- **HOW TO COMPLETE THIS TASK**
First find the line with "rooftop of house." in the entries below, then set down exactly every line through the line with "of the church.", that line included.

= = = = =

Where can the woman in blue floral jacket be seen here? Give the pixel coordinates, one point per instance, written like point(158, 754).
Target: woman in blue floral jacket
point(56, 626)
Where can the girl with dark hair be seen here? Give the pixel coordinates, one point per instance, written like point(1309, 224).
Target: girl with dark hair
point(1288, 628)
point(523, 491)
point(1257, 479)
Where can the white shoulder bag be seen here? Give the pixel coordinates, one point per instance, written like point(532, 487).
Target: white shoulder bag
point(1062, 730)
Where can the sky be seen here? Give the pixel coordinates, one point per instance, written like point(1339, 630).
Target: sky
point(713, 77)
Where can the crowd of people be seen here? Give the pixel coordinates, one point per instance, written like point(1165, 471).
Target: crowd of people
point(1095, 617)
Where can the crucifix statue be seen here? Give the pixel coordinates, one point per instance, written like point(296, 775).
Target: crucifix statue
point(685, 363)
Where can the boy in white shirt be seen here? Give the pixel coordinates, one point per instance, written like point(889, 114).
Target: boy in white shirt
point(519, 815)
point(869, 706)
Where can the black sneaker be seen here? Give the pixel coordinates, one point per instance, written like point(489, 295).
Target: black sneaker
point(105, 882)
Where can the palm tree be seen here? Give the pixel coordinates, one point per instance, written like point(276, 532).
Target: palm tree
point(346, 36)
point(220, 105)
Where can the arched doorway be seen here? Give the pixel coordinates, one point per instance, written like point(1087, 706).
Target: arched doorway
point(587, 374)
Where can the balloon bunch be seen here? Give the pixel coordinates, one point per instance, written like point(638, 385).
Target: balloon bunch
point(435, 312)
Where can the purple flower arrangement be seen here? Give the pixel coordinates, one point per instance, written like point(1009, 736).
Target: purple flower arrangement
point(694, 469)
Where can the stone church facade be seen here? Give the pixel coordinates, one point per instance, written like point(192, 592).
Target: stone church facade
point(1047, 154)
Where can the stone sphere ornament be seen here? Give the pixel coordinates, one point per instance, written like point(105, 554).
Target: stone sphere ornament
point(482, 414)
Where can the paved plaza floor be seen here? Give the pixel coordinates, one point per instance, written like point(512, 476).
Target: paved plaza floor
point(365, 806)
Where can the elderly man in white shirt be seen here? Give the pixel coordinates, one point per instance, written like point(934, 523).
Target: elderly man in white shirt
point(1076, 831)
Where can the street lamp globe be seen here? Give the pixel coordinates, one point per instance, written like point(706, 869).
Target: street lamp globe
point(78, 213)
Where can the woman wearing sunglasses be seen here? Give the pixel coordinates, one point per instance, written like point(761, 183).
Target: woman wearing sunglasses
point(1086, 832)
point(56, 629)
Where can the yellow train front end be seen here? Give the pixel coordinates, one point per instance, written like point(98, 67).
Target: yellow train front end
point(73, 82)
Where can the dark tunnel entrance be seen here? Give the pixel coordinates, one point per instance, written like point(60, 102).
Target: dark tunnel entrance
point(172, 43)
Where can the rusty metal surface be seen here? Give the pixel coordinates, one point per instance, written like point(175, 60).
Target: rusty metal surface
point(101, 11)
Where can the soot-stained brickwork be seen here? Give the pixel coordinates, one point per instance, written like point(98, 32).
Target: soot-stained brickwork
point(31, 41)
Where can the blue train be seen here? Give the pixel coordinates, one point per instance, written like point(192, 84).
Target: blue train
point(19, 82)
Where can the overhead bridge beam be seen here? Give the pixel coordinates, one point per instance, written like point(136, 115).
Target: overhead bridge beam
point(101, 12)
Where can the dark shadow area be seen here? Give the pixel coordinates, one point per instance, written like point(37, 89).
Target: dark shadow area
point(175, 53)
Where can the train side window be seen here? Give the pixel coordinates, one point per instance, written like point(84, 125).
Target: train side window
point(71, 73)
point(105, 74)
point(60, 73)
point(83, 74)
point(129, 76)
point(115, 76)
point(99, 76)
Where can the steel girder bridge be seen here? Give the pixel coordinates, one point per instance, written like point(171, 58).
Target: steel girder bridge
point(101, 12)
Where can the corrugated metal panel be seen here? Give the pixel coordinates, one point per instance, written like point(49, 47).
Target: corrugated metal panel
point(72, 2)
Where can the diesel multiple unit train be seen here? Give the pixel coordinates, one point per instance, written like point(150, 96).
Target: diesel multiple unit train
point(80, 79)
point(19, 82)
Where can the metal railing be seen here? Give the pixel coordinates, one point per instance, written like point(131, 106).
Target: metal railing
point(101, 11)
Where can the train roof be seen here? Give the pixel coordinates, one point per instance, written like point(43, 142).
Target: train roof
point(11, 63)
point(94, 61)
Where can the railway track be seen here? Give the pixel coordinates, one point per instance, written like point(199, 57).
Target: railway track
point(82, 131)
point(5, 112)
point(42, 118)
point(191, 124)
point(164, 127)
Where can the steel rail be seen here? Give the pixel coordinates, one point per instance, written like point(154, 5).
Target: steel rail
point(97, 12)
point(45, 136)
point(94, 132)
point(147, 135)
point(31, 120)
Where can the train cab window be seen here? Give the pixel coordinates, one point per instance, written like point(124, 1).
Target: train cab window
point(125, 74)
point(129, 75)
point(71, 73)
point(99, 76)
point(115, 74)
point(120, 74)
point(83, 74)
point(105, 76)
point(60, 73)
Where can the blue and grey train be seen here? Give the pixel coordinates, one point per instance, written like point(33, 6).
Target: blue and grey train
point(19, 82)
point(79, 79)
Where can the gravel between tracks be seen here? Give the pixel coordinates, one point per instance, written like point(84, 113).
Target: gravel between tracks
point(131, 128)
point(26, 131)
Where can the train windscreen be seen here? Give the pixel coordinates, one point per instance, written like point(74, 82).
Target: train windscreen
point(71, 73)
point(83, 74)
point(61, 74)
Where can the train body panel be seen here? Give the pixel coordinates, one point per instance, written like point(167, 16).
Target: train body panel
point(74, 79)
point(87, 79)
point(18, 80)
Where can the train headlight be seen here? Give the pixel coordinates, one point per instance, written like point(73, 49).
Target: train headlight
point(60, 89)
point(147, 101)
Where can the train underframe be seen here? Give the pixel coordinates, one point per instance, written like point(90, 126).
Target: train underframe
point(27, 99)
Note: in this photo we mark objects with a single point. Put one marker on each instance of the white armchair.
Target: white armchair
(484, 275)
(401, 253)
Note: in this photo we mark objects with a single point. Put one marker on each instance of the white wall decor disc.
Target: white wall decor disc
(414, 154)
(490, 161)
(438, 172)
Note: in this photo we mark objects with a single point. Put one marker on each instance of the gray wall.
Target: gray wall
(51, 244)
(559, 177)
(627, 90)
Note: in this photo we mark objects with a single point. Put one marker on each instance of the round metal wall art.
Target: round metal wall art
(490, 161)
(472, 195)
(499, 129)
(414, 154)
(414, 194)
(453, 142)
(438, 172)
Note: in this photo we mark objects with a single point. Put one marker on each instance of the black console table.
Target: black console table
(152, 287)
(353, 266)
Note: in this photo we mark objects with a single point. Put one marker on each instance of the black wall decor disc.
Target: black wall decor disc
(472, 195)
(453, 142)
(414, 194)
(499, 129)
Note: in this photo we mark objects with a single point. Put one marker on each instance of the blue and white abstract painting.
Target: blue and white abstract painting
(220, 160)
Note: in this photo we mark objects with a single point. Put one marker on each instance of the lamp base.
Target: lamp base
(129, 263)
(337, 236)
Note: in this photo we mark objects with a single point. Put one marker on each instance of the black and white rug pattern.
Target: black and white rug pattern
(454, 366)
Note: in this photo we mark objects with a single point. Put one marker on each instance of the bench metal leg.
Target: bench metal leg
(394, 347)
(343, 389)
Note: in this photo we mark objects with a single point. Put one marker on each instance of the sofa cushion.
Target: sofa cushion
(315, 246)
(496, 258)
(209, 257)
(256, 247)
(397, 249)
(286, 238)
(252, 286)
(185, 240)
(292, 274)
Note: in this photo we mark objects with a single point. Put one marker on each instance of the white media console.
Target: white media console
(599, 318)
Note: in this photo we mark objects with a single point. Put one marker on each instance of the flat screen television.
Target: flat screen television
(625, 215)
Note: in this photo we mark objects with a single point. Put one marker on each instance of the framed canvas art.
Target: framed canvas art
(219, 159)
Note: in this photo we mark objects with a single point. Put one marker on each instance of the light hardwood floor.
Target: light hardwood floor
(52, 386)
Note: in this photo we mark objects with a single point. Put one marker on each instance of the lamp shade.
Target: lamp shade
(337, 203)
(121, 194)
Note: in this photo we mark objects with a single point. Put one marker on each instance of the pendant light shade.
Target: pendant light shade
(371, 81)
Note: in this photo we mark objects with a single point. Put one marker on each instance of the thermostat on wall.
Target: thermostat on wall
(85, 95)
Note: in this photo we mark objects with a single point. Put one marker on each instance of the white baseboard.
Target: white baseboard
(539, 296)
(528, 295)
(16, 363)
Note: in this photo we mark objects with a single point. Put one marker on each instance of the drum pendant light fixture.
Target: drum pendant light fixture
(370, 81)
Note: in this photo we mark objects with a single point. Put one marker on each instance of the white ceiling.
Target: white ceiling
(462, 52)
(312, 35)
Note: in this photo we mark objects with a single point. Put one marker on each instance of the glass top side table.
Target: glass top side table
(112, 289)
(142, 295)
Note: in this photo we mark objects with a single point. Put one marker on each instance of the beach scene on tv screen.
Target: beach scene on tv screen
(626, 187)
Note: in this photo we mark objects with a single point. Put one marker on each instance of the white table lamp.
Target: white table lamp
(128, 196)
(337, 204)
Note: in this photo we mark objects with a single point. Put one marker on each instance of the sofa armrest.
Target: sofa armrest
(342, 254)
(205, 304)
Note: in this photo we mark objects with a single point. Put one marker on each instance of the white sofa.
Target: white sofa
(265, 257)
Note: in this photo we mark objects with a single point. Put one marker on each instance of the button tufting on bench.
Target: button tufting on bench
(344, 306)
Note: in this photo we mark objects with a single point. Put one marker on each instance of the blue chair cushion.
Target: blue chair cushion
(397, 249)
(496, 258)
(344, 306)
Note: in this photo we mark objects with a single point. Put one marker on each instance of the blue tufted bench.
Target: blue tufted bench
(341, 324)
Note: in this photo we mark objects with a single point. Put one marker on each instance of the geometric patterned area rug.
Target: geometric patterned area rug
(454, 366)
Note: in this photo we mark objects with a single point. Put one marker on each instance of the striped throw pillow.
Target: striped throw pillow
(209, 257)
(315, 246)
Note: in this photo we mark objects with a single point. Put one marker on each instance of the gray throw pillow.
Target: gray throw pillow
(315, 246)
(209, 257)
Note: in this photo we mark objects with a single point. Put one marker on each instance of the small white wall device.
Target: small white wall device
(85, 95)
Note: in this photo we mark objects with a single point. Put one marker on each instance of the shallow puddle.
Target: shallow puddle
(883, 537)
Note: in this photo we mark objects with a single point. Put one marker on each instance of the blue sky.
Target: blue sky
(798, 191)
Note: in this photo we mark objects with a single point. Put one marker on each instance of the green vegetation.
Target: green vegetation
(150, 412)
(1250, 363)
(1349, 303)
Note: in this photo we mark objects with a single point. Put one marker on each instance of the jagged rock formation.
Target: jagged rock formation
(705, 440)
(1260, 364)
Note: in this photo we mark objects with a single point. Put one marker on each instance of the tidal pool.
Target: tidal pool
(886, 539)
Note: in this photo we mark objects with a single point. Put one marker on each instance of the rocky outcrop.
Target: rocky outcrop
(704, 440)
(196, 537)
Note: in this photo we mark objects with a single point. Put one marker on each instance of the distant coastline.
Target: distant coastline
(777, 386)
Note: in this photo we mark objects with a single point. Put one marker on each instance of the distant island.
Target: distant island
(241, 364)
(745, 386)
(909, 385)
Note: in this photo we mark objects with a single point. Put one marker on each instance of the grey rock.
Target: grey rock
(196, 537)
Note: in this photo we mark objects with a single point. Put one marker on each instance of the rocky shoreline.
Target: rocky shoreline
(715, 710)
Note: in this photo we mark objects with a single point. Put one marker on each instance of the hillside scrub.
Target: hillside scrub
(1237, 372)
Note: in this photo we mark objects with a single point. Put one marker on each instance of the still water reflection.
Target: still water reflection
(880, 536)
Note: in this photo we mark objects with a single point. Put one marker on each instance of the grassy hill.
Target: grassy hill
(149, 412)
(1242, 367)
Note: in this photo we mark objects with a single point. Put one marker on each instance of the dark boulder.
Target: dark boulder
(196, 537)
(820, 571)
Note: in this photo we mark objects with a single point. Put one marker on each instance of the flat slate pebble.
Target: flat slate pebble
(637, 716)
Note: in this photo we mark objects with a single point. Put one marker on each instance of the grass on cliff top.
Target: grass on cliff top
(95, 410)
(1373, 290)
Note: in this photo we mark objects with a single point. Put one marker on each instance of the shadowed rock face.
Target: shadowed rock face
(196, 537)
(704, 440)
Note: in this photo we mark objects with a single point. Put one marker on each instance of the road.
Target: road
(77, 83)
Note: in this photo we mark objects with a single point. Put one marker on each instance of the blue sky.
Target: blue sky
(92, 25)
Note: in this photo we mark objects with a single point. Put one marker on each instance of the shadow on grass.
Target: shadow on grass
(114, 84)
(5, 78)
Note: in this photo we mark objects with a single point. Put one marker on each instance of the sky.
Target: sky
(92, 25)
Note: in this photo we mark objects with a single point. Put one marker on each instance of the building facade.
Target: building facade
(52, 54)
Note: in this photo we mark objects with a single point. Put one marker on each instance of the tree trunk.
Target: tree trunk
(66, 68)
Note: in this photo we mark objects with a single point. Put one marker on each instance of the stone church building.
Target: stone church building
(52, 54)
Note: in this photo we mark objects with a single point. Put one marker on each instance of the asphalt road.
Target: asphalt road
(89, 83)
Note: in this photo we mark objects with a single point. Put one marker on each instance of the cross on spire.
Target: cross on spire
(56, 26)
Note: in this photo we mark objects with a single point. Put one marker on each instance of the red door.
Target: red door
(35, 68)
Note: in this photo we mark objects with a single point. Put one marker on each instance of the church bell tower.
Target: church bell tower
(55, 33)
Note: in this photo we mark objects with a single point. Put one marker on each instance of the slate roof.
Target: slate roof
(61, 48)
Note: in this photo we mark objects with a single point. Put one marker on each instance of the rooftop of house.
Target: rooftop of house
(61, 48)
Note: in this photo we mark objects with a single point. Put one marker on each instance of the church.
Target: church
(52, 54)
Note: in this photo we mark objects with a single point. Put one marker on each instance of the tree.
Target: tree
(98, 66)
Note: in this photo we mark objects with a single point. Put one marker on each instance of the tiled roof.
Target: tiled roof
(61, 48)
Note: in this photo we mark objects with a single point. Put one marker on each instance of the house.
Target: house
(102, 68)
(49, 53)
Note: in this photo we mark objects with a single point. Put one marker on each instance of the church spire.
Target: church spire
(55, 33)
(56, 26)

= = = = =

- **EXPECTED OUTPUT**
Note: in this photo we mark objects with a single point. Put one marker on each instance of the rooftop of house.
Target: rooftop of house
(61, 48)
Note: in this photo we mark objects with a single point. Put one marker on each instance of the church.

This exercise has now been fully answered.